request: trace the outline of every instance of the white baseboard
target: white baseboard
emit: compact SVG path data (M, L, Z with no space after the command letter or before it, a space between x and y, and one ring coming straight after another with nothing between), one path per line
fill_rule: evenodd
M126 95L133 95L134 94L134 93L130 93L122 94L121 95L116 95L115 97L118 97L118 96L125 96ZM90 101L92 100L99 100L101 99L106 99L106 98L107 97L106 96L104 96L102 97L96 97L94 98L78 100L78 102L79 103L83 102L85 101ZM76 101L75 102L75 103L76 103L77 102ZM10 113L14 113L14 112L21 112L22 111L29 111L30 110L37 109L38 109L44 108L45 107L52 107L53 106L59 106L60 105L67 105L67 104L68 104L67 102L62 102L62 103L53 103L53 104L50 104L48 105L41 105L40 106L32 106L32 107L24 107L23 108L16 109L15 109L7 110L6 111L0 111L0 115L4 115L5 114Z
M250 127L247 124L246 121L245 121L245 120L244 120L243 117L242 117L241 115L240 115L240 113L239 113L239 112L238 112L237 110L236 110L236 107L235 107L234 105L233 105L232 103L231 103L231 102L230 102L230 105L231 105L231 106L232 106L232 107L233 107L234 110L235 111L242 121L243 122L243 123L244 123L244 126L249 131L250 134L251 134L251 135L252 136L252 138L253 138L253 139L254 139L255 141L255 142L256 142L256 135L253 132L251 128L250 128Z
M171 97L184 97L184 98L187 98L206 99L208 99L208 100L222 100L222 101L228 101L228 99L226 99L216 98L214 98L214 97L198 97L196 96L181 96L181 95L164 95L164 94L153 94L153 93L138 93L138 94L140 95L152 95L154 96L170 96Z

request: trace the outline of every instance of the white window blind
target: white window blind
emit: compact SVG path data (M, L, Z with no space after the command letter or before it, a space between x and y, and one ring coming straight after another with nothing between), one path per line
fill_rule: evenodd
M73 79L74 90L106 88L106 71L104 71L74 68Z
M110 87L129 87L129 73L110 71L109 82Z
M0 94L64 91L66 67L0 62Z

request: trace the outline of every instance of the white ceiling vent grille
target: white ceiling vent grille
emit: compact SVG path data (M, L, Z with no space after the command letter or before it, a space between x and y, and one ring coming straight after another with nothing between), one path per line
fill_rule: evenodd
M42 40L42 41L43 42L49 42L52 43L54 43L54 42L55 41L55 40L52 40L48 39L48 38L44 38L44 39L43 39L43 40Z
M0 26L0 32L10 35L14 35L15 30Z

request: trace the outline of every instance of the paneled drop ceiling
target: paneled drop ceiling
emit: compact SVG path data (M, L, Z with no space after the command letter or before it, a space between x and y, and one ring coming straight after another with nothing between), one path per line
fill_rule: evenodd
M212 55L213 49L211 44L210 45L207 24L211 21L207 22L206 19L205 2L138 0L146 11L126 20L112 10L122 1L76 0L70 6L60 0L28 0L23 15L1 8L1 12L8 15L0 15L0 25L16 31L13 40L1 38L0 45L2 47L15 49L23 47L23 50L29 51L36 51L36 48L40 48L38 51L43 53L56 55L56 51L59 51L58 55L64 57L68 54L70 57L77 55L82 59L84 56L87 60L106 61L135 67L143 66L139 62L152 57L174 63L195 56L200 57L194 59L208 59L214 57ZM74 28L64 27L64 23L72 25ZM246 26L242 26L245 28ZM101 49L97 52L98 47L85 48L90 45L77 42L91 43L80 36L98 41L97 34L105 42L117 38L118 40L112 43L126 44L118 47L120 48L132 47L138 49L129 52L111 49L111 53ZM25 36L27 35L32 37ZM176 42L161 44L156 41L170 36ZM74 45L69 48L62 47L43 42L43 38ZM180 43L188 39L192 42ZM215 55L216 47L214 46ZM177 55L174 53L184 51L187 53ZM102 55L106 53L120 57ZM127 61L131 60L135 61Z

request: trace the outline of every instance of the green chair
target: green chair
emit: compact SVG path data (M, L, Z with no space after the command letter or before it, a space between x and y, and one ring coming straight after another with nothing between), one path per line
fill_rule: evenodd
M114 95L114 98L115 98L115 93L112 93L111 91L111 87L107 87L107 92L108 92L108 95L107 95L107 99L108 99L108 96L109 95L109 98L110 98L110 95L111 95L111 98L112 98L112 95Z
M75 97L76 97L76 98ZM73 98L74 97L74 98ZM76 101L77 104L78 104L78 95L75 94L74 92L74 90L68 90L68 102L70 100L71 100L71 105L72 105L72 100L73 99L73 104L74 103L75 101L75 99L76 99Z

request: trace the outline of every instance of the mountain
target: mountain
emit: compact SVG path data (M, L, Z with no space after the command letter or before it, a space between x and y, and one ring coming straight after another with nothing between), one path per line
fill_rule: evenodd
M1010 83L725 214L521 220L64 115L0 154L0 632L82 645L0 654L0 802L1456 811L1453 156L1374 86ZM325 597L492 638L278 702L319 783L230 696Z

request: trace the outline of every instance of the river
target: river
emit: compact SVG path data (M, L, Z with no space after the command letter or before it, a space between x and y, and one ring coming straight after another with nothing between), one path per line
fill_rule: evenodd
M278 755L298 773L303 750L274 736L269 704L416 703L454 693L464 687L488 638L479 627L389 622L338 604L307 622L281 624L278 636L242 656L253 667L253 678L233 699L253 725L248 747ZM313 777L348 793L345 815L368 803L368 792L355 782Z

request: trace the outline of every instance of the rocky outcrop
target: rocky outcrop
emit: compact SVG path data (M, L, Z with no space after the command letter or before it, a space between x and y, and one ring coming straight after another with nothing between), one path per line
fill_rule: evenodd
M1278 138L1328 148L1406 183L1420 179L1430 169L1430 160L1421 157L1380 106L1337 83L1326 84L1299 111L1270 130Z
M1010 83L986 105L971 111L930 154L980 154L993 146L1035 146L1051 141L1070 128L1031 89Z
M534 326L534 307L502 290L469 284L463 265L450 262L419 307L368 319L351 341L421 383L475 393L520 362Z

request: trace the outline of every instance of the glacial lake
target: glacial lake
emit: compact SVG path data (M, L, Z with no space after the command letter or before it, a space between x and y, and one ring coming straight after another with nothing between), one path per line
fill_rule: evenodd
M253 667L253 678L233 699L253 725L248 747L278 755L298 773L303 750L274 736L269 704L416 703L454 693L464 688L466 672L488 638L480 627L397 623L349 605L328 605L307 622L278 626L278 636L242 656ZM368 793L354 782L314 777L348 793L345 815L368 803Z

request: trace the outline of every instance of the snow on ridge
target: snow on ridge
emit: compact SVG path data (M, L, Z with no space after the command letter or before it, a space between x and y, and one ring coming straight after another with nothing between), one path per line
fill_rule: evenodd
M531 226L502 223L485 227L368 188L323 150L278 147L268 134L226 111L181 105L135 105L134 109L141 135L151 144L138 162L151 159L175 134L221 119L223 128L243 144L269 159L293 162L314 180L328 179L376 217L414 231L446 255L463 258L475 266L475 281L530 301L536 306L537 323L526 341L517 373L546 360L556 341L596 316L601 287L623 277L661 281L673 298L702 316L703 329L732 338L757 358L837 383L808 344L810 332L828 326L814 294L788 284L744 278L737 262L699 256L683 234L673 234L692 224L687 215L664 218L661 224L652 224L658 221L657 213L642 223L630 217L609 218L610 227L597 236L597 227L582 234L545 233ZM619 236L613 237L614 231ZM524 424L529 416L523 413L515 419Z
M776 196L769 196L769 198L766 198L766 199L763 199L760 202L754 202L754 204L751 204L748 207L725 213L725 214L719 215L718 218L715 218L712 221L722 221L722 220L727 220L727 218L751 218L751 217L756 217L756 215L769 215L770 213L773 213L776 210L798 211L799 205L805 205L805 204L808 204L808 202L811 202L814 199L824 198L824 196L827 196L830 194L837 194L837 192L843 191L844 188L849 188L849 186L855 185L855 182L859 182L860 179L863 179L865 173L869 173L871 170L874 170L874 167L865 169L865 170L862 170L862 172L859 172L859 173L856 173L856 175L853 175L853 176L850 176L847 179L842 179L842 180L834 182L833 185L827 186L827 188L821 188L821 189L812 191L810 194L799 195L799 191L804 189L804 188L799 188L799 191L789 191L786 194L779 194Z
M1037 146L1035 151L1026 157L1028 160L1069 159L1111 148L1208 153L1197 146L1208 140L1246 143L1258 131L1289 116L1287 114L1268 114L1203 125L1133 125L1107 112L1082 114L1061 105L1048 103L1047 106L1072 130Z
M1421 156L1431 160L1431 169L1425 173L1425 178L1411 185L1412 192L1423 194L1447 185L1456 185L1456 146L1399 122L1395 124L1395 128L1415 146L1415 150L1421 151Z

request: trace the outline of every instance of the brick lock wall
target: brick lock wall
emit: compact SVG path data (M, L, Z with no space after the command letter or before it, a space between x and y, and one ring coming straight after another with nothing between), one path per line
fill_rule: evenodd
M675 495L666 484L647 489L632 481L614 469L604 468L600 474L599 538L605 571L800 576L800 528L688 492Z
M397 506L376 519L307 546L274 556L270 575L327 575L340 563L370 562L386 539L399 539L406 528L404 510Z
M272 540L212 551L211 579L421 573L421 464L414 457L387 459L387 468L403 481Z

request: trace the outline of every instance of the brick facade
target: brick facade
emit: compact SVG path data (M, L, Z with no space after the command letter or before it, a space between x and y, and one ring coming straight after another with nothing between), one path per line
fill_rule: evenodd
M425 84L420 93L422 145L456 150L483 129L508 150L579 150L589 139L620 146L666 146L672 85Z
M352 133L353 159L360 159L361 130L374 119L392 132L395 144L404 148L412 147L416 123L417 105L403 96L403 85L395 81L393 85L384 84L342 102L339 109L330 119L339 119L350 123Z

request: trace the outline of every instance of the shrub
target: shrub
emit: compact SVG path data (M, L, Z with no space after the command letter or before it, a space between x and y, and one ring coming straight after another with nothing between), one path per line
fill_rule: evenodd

→ 指示と要件:
「the white ceiling vent grille」を含む行から「M0 26L0 32L10 35L14 35L15 30Z」を含む行までを、その両方の行も含めて番号付きリストに変換すること。空行は除く。

→ 本問の解答:
1. request: trace the outline of every instance of the white ceiling vent grille
2. target: white ceiling vent grille
3. emit: compact SVG path data (M, L, Z with no space after the command letter or before it, a space between x and y, and one ring coming straight after another with nothing between), one path per line
4. fill_rule: evenodd
5. M42 40L42 41L43 42L49 42L52 43L54 43L54 42L55 41L55 40L52 40L48 39L48 38L44 38L44 39L43 39L43 40Z
6. M0 26L0 32L10 35L14 35L15 30Z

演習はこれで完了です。